-------- Selected extract

But in recent months he has increasingly latched onto Brazil’s electronic voting machines, alleging without evidence that the system is pervaded by fraud. He says the country should switch to physical ballots and has repeatedly pushed the congress to make that change.

This week, he cast Brazil’s electoral process as part of a broader conspiracy by unnamed forces to return leftist politician Luiz Inácio Lula da Silva to the presidency. Lula, who was jailed on corruption charges and later released, is now leading Bolsonaro in presidential polls.

“The same people who took Lula out of jail and made him eligible to run for office will be secretly counting the votes inside the Superior Electoral Court,” he said this week. “Elections that you can’t audit, this isn’t an election — it’s fraud.”

In a statement, Bolsonaro’s presidential office defended Bolsonaro as an “active and tireless defender of democracy and the Brazilian constitution.” The officials said Bolsonaro wants a verifiable process in which every vote is honored.

“Brazil will continue to be a thriving democracy, with total respect given to the constitution and the will of the people to choose their representatives,” the Bolsonaro officials said.

Few think Bolsonaro would have any real chance of undoing an election. If anything, analysts say, his rhetoric betrays his political weakness. His approval ratings have fallen to record lows. The coronavirus has killed more than 545,000 Brazilians, and congressional investigators are probing his government’s hands-off response to the pandemic. He’s being investigated on allegations he failed to report suspicions of government corruption in the purchase of an Indian vaccine.

“I don’t see a possibility of a military coup in Brazil,” said Raul Jungmann, a former defense minister. “There are neither the internal nor the external conditions — not to mention there’s little desire among the armed forces to set out on an authoritarian adventure.”

----------------
-------- Extracted records

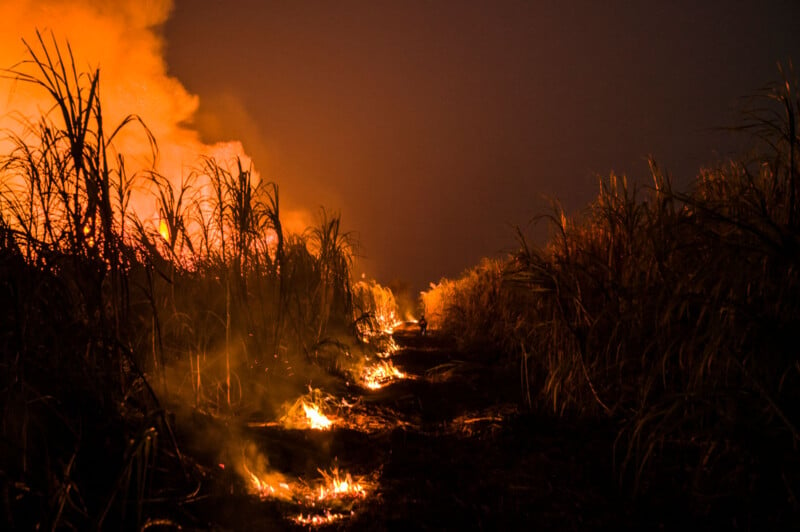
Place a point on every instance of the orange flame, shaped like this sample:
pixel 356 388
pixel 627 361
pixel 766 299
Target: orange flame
pixel 163 230
pixel 316 419
pixel 379 375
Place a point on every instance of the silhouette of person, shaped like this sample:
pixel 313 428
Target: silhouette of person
pixel 423 325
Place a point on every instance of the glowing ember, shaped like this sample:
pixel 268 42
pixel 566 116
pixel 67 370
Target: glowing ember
pixel 272 485
pixel 318 520
pixel 380 374
pixel 316 419
pixel 163 230
pixel 338 487
pixel 307 412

----------------

### [What you need to do]
1. Answer these questions from the passage about Bolsonaro:
(a) What does Bolsonaro say Brazil should switch to?
(b) How many Brazilians has the coronavirus killed?
(c) What post did Raul Jungmann formerly hold?
2. According to the passage about Bolsonaro, why does Raul Jungmann see no possibility of a military coup in Brazil?
3. Reproduce the passage about Bolsonaro word for word from "This week, he" to "vote is honored.".

### [Exercise responses]
1.
(a) Physical ballots.
(b) More than 545,000.
(c) Defense minister.

2. He says neither the internal nor the external conditions for a coup exist. He adds that the armed forces have little desire to set out on an authoritarian adventure.

3.
This week, he cast Brazil’s electoral process as part of a broader conspiracy by unnamed forces to return leftist politician Luiz Inácio Lula da Silva to the presidency. Lula, who was jailed on corruption charges and later released, is now leading Bolsonaro in presidential polls.

“The same people who took Lula out of jail and made him eligible to run for office will be secretly counting the votes inside the Superior Electoral Court,” he said this week. “Elections that you can’t audit, this isn’t an election — it’s fraud.”

In a statement, Bolsonaro’s presidential office defended Bolsonaro as an “active and tireless defender of democracy and the Brazilian constitution.” The officials said Bolsonaro wants a verifiable process in which every vote is honored.